* start EXTRACT *
More particularly, FIGS. 5A and 5B illustrate an enlarged surface of a foamed polyurethane foam observed by means of a scanning electron microscope. From this image, it can be confirmed that there is a change in the cell structure. In addition, due to such a cell structure change, the open rate of the cell structure was changed, and consequent flow resistance was measured using a flow resistance meter. As a result, the foamed polyurethane foam, to which carbon nanotubes were applied, exhibited a lower resistance value, compared to a foam to which carbon nanotubes were not applied. This was caused by improvement of the air permeability of the foamed polyurethane foam, to which carbon nanotubes were applied. Accordingly, the sound absorption performance was significantly improved due to the uniform cell structure and the improved air permeability effect.

Results of inductive resistance measurement to measure air permeability are summarized in Table 1 below:

TABLE 1

Classification
Measured values

Comparative example
539518

Example
321599

1) In the comparative example, a polyurethane foam not containing carbon nanotubes (CNTs) is used.

2) In the example, a polyurethane foam containing carbon nanotubes (CNTs) is used.

3) The unit of a measured value is “mks ravl/m”.

Manufacture of Insulation

In the method of manufacturing the insulation according to the present disclosure, the first and second polyurethane foam sheets 10 and 20 having the same constitution as that of the aforementioned polyurethane foam sheet were used as illustrated in FIGS. 6 to 11. The method consists of five steps is as illustrated in FIG. 6. Hereinafter, each step is described in detail. In the drawing, thin arrows indicate the direction of compression applied upon hot forming, and thick arrows indicate the direction of compression applied upon cold forming. In addition, the sizes of arrows indicate a heat transfer degree transferred to a surface facing the polyurethane foam sheet. Here, larger arrows indicate that more heat transfer occurs.

A first step (S100) is a step of slicing a polyurethane foam sheet manufactured by foam-molding according to the aforementioned method as illustrated in FIG. 6. Here, the polyurethane foam sheet was foam-molded in a block shape as described above, and carbon nanotubes were added thereto.

Here, the slicing is a process of cutting the polyurethane foam sheet with a block shape to a thickness and width required in an actual insulation. Here, by the cutting, the first and second polyurethane foam sheets 10 and 20 have shapes as illustrated in FIGS. 10A and 10B and 11A-11C. In particular, the first polyurethane foam sheet 10 is cut into a flat shape, as illustrated in an upper drawing of FIG. 10A and FIG. 11A, and the second polyurethane foam sheet 20 is protrusion-molded to have at least one protrusion 21 on one surface thereof as illustrated in a lower drawing of FIG. 10B and FIG. 11A.

Here, the at least one protrusion 21 is protrusion-molded on a surface of the second polyurethane foam sheet 20 not facing the first polyurethane foam sheet 10, as illustrated in FIG. 11A-11C. The at least one air layer 22 is formed when stacking the first and second polyurethane foam sheets 10 and 20 and thermally pressing the same. The at least one air layer 22 is described in detail when third and fourth steps (S300 and S400) are described below.

Meanwhile, the at least one protrusion 21 is provided to reduce noise by forming the at least one air layer 22 and thus allowing noise to pass through the at least one air layer 22. In particular, the at least one protrusion 21 is protrusion-molded to form the at least one air layer 22 because the thicknesses of the first and second polyurethane foam sheets 10 and 20 alone cannot sufficiently reduce noise or a certain insulation portion is inevitably exposed to loud noise.
* end EXTRACT *
* start ENTRIES *
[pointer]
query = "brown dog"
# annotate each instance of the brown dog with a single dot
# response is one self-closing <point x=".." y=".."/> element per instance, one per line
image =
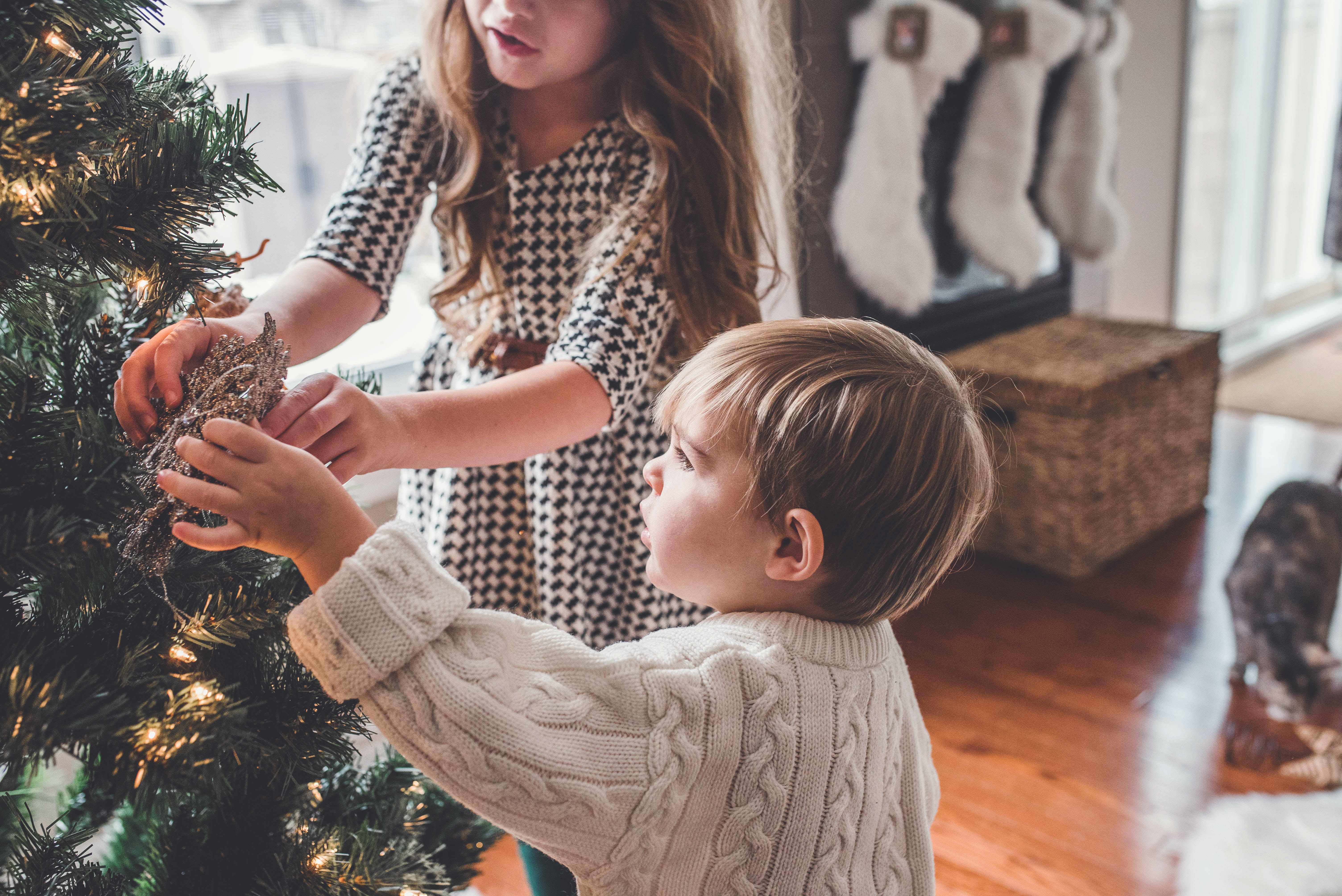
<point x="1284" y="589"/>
* end ENTRIES *
* start ENTRIES *
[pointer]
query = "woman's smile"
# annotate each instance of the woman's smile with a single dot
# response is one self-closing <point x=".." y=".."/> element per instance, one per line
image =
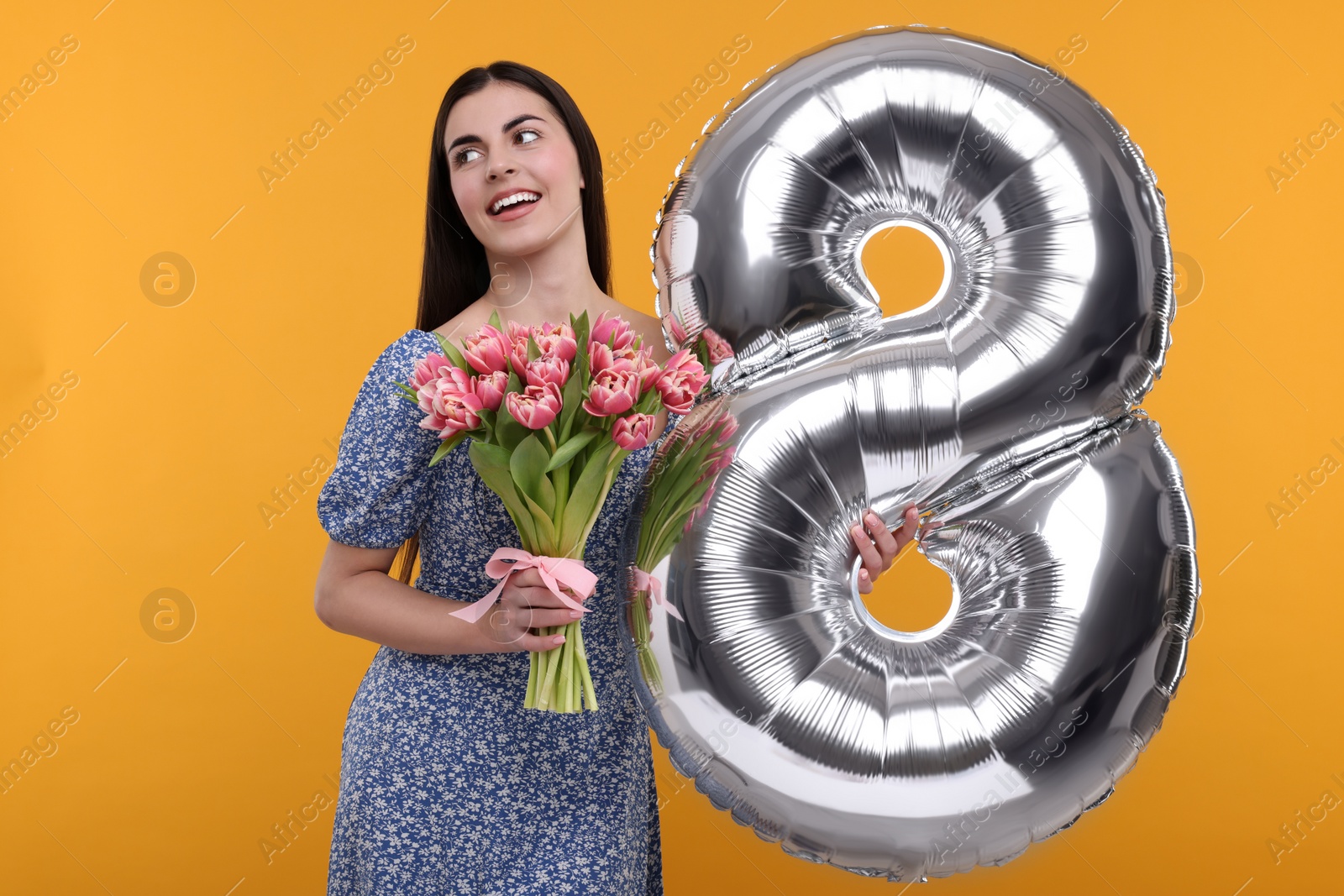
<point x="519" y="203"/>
* end ENTRIES *
TASKS TO PERFORM -
A. Reproduce the part of the foam insulation excerpt that opens with the words containing "Classification" and closes with "foam containing carbon nanotubes (CNTs) is used.".
B. According to the foam insulation excerpt, into what shape is the first polyurethane foam sheet 10 cut?
The material has no connection to the foam insulation excerpt.

SOLUTIONS TO THE PROBLEMS -
A.
Classification
Measured values

Comparative example
539518

Example
321599

1) In the comparative example, a polyurethane foam not containing carbon nanotubes (CNTs) is used.

2) In the example, a polyurethane foam containing carbon nanotubes (CNTs) is used.

B. A flat shape.